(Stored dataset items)
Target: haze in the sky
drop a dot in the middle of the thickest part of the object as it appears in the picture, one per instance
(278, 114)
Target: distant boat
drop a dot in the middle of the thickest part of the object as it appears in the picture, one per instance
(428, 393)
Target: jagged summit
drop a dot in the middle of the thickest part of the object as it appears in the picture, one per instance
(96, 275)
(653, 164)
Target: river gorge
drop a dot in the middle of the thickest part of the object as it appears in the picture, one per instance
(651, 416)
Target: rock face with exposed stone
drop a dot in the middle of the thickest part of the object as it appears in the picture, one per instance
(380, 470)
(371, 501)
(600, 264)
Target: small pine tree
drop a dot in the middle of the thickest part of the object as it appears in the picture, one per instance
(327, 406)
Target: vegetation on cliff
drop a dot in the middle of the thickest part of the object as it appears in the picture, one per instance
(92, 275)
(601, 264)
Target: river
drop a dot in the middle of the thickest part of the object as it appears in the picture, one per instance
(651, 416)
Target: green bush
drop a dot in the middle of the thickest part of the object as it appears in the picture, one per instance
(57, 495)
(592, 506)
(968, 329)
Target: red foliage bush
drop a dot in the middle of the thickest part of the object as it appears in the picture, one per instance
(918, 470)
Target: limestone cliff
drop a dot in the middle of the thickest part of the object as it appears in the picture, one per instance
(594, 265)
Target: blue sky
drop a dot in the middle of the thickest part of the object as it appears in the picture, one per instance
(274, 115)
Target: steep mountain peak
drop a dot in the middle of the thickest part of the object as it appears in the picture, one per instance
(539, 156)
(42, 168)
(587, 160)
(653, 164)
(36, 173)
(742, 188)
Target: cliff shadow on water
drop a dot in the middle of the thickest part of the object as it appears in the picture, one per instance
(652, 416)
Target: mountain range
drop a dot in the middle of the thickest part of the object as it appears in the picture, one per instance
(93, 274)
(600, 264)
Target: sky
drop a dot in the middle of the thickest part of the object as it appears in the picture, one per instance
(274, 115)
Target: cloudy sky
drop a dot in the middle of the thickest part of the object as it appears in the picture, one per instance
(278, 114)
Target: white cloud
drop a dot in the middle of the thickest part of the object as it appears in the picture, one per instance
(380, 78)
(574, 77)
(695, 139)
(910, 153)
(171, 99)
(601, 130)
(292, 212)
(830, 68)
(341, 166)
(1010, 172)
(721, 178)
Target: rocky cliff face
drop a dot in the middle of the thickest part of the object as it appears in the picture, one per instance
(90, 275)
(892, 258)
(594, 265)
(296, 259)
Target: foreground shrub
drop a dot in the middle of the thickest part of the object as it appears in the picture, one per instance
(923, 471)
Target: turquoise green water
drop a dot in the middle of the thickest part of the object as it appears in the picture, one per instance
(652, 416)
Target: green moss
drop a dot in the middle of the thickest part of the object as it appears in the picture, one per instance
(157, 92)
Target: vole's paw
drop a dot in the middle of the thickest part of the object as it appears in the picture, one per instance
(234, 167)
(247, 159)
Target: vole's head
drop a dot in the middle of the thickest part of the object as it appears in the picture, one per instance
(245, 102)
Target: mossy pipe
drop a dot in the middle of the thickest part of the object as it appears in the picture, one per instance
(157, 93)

==

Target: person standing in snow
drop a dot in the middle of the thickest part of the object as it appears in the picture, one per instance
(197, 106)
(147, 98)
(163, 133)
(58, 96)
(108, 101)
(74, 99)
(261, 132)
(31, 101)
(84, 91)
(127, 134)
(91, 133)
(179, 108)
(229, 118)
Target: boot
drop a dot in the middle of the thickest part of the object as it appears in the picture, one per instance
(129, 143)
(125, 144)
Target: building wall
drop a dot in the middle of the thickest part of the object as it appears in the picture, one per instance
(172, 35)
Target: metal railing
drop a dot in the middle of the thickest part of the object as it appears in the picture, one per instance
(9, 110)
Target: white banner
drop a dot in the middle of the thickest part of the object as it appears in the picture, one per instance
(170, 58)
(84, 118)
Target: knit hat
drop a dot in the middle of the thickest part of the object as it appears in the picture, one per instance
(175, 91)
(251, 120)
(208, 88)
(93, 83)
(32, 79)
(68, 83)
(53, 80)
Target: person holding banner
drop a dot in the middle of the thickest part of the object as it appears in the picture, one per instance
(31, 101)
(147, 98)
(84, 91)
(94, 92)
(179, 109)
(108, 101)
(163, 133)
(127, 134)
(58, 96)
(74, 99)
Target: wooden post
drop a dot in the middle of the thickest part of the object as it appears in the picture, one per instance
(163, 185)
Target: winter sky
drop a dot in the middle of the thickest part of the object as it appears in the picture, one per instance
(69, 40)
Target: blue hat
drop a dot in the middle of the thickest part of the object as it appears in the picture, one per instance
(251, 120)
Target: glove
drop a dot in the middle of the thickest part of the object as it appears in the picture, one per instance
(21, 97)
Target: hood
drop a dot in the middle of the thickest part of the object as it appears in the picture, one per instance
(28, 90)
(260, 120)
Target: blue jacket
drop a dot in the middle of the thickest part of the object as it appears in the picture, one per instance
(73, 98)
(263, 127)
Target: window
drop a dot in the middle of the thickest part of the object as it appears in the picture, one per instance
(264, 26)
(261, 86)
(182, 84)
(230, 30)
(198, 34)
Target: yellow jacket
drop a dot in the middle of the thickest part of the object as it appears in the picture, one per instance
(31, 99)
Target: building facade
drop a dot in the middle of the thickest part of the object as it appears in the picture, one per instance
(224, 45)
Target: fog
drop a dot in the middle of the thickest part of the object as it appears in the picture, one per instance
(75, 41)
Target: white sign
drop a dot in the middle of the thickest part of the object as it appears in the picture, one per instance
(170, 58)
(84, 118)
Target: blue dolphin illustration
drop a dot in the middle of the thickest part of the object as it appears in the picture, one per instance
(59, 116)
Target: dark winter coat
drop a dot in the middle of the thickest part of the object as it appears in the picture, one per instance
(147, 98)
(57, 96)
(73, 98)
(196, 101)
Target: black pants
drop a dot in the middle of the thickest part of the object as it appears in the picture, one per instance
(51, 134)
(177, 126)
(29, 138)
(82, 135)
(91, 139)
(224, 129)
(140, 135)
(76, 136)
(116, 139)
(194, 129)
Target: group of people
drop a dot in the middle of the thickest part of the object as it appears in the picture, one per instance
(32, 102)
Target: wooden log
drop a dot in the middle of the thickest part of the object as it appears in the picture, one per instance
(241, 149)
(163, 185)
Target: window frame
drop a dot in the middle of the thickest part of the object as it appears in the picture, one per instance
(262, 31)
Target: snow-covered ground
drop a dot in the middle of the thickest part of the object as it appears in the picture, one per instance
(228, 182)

◆ Your objective: Only one stretch of the records above is wanted: the lines between the one holding "Target: haze in the sky" and the one holding "Target: rock face with exposed stone", inclusive, reproduced exactly.

◆ Written answer:
Target: haze in the sky
drop a dot in the middle of the thickest part of the object as it appears in the picture, one per instance
(278, 114)
Target: distant boat
drop a dot in the middle of the thickest part of the object as it appears in the picture, one per instance
(428, 393)
Target: jagged summit
drop a dot in the middle of the thickest part of the object as it appears in the picture, one per instance
(96, 275)
(653, 164)
Target: river gorge
drop a dot in the middle of the thickest part of the object as it appears in the picture, one per instance
(651, 416)
Target: rock face with exposed stone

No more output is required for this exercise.